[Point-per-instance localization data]
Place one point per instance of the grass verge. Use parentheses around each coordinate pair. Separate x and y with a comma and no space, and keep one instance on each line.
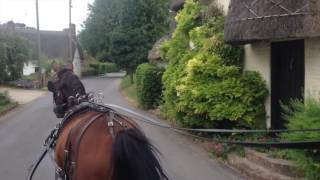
(6,108)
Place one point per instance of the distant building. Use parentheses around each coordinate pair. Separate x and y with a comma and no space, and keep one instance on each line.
(54,44)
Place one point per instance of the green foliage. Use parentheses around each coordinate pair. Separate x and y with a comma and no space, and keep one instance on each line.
(149,86)
(123,31)
(304,116)
(14,53)
(92,67)
(204,82)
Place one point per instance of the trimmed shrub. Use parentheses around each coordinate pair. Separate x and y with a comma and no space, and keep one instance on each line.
(304,115)
(204,83)
(149,86)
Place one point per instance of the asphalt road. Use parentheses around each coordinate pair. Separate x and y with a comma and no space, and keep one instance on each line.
(23,131)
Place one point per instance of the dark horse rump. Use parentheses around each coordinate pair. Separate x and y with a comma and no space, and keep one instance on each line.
(105,145)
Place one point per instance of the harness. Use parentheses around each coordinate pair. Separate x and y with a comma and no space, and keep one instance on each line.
(76,133)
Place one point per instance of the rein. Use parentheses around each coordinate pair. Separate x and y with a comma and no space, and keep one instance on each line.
(51,140)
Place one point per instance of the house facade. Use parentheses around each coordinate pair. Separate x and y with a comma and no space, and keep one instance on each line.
(281,39)
(54,44)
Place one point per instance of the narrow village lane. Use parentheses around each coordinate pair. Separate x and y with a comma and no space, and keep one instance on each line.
(22,133)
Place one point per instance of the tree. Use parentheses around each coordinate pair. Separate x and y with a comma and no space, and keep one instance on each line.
(124,30)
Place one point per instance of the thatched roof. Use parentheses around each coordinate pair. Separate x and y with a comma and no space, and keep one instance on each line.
(256,20)
(177,5)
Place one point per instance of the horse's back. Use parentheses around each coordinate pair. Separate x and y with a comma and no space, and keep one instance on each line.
(92,154)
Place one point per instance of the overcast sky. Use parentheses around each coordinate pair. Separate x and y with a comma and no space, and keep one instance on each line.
(54,14)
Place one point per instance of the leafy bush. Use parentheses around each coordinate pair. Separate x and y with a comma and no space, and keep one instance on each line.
(304,116)
(149,86)
(4,99)
(204,84)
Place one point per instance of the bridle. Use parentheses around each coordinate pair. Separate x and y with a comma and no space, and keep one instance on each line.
(69,169)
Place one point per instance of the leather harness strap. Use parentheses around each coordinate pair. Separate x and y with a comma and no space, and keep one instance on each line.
(70,156)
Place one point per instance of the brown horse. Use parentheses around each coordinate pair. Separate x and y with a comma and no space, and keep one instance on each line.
(105,146)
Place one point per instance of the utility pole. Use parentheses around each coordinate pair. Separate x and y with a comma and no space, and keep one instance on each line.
(70,31)
(39,44)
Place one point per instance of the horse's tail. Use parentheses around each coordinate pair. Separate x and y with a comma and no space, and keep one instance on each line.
(134,157)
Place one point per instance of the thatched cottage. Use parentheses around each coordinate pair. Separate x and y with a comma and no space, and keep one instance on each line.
(281,40)
(54,44)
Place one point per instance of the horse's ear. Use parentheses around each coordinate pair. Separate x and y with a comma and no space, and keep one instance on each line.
(51,86)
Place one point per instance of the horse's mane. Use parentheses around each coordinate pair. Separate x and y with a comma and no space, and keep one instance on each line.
(134,157)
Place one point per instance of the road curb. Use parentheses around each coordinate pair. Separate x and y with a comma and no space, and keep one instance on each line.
(14,106)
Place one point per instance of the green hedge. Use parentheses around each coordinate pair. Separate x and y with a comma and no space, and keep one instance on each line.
(204,83)
(304,115)
(149,86)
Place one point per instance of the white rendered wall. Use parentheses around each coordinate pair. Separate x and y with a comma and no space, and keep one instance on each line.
(258,58)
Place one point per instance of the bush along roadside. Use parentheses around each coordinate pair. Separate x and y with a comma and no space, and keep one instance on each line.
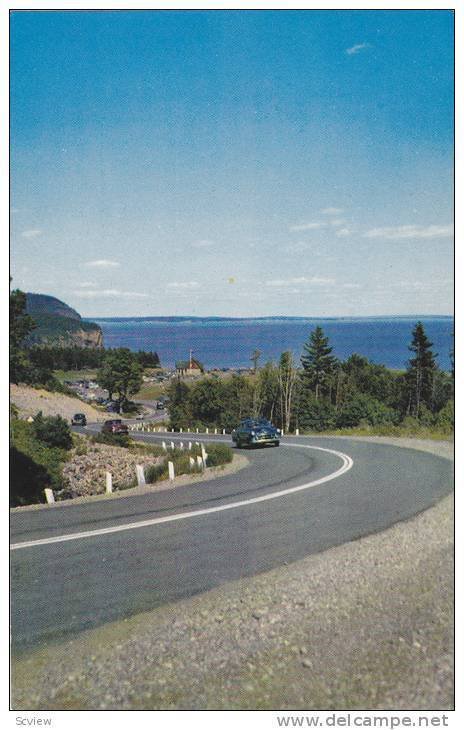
(38,452)
(45,454)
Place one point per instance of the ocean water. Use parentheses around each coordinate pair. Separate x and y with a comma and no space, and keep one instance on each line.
(230,343)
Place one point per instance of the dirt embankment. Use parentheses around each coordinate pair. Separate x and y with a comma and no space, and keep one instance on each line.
(30,401)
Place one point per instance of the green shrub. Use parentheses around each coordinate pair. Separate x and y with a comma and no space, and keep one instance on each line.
(52,430)
(81,448)
(362,408)
(218,454)
(149,449)
(317,415)
(445,418)
(156,472)
(34,465)
(112,439)
(28,479)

Work request -
Please reproduce, word for word, only the lines from the line that holds "Place one point per instance of the horse's ear." through the final line of the entries above, omitting any pictures.

Answer for the task -
Place one point per instance of the horse's ear. Use parentheses around each coordinate pair. Separate x and y with a comma and no space, and keep one instance on each line.
(51,86)
Place one point per instance of the horse's mane. Use parentheses around each coordinate pair. Separate x and y with a comma and no space, and keep one instance on each line.
(134,157)
Place one point per instance of the road curb. Use parentheses around each coordinate pair. Separate x and y with a comma and no space, and keep one instance on each line.
(14,106)
Place one point per instance of the green hedge. Use parentheses around each coordinate pair. Separate x and y with a comma and no space, and keep one instance on each line.
(204,83)
(304,115)
(149,86)
Place one point per instance of the white rendered wall. Use parentheses around each coordinate pair. Separate x and y with a comma and no space, and keep one instance on each line.
(258,58)
Place one point per instance of the bush along roadside. Use parentheses around each coordinate pair. Separate x and y with a comma and no space, and keep one instance on each line.
(38,452)
(45,454)
Place one point per instance of the ocean water. Use parentheses around each coordinate pair. Separate x and y with a comma and no space, and keep one instance on each line.
(230,343)
Place one point per instance of the dirt embankment. Use parentheses around each coordinate pair. Separate x and y with a comma and no space, and keep one instance on each line.
(30,401)
Place one point per instance of the green shrub. Use parentheses around each coordinate pair. Separate x and y with a comma and no space, and keep one instance on each line.
(52,430)
(81,448)
(362,408)
(218,454)
(149,449)
(317,415)
(445,418)
(156,472)
(34,465)
(112,439)
(28,479)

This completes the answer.